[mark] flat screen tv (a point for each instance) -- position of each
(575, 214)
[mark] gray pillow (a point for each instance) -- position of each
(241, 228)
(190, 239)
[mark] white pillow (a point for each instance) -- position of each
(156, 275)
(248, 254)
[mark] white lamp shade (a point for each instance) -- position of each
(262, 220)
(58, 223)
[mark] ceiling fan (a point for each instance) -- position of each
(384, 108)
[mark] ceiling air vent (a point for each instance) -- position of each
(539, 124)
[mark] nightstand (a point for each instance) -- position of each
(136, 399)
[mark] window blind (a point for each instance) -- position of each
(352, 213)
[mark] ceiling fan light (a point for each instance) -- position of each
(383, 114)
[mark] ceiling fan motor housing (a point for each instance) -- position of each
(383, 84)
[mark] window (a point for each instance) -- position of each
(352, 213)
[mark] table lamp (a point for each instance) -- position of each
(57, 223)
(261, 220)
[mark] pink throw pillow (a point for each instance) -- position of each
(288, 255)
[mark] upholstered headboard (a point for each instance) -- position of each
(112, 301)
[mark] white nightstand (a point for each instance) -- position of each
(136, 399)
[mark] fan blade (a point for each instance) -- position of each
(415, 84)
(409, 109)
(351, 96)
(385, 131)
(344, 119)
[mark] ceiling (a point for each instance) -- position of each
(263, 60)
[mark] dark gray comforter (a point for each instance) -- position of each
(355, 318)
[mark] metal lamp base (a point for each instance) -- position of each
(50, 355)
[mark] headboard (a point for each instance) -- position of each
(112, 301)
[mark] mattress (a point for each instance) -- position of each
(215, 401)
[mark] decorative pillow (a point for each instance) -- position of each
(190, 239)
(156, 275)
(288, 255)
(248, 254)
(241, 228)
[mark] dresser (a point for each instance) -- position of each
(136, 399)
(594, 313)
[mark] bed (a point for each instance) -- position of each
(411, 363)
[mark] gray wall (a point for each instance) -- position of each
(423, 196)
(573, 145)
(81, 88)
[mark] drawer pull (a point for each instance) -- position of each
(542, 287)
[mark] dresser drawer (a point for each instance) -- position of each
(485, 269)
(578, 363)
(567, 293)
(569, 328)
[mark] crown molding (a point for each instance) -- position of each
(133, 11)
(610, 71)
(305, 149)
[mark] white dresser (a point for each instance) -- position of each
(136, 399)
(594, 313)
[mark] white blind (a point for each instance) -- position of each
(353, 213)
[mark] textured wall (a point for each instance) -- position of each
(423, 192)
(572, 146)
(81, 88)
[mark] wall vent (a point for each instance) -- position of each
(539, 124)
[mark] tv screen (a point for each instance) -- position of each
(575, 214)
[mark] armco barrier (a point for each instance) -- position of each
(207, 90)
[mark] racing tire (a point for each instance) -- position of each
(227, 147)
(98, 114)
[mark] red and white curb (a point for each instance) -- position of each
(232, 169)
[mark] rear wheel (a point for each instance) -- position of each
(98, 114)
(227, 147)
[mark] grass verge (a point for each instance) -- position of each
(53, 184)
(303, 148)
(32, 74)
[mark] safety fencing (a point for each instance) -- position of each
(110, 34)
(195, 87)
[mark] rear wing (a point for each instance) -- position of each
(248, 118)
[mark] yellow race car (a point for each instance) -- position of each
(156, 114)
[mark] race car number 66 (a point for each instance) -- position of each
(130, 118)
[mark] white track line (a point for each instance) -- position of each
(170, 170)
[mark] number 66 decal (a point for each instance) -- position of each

★ ★ ★ ★ ★

#### [Exercise brief]
Copy every entry above word for word, keeping each line as it appears.

#### [Output]
[mark] flat screen tv (a point for each instance) -- position of each
(575, 214)
[mark] gray pillow (a point for each instance) -- position of each
(241, 228)
(190, 239)
[mark] white pillow (a point for each instance) -- position of each
(156, 275)
(248, 254)
[mark] white lamp shade (a point for each instance) -- position of each
(262, 220)
(58, 223)
[mark] ceiling fan (a point for each instance) -- position of each
(384, 108)
[mark] ceiling air vent (a point for each instance) -- position of each
(539, 124)
[mark] nightstand (a point for each instance) -- position of each
(136, 399)
[mark] window blind (a point for each instance) -- position of each
(352, 213)
[mark] ceiling fan light (a point for each instance) -- position of each
(383, 114)
[mark] ceiling fan motor housing (a point for each instance) -- position of each
(383, 84)
[mark] window (a point for each instance) -- position of each
(352, 213)
[mark] table lamp (a point for each instance) -- position of each
(57, 223)
(261, 220)
[mark] pink throw pillow (a point for each instance) -- position of each
(288, 255)
[mark] upholstered headboard (a point for each instance) -- position of each
(112, 301)
[mark] white nightstand (a point for each instance) -- position of each
(136, 399)
[mark] fan blade (a point for each instance) -- position of each
(415, 84)
(409, 109)
(351, 96)
(385, 131)
(344, 119)
[mark] ceiling (a point for each instance) -- position of each
(263, 60)
[mark] dark gray comforter (a point for each instance) -- position of each
(355, 318)
[mark] metal lamp base (a point for each instance) -- position of each
(50, 355)
[mark] headboard (a point for each instance) -- position of each
(112, 301)
[mark] mattress (a point for each instance) -- position of each
(215, 401)
[mark] decorative pillow (a point for each instance) -- position of each
(190, 239)
(156, 275)
(288, 255)
(248, 254)
(241, 228)
[mark] dresser (a point for each instance) -- position of each
(136, 399)
(594, 313)
[mark] bed (a point for each instance) -- position of each
(411, 363)
[mark] gray wall (a point for each instance) -- position of each
(423, 196)
(573, 145)
(81, 88)
[mark] drawer pull (a point for each instance) -- position of each
(542, 287)
[mark] dresser drawer (a point for each instance) -- position of each
(485, 269)
(578, 363)
(567, 293)
(569, 328)
[mark] crown molding (a point for each instance) -- position of each
(133, 11)
(610, 71)
(305, 149)
[mark] white dresser (a point for each instance) -- position of each
(136, 399)
(594, 313)
[mark] white blind (a point for each instance) -- position of each
(353, 213)
[mark] textured wall (a point for each instance) -- position of each
(423, 192)
(572, 146)
(81, 88)
[mark] wall vent (a point for each instance) -- position of each
(539, 124)
[mark] tv screen (a point for each instance) -- position of each
(575, 214)
[mark] armco barrier (a point for each instance) -- position of each
(207, 90)
[mark] racing tire (a point for each instance) -- position of each
(227, 147)
(98, 114)
[mark] red and white curb (a point for each instance) -- position of each
(232, 169)
[mark] rear wheel (a point for each instance) -- position of each
(98, 114)
(227, 147)
[mark] grass verge (a point for each instance) -- position of each
(53, 184)
(303, 148)
(32, 74)
[mark] safety fencing (a point for each instance) -- position of each
(110, 34)
(195, 87)
[mark] rear wing (a point for each instance) -- position of each
(248, 118)
[mark] yellow race car (a point for each instance) -- position of each
(156, 114)
[mark] race car number 66 (a point for each instance) -- position of each
(130, 118)
[mark] white track line (a point for each instance) -- position of each
(170, 170)
[mark] number 66 decal (a point for each instance) -- position of each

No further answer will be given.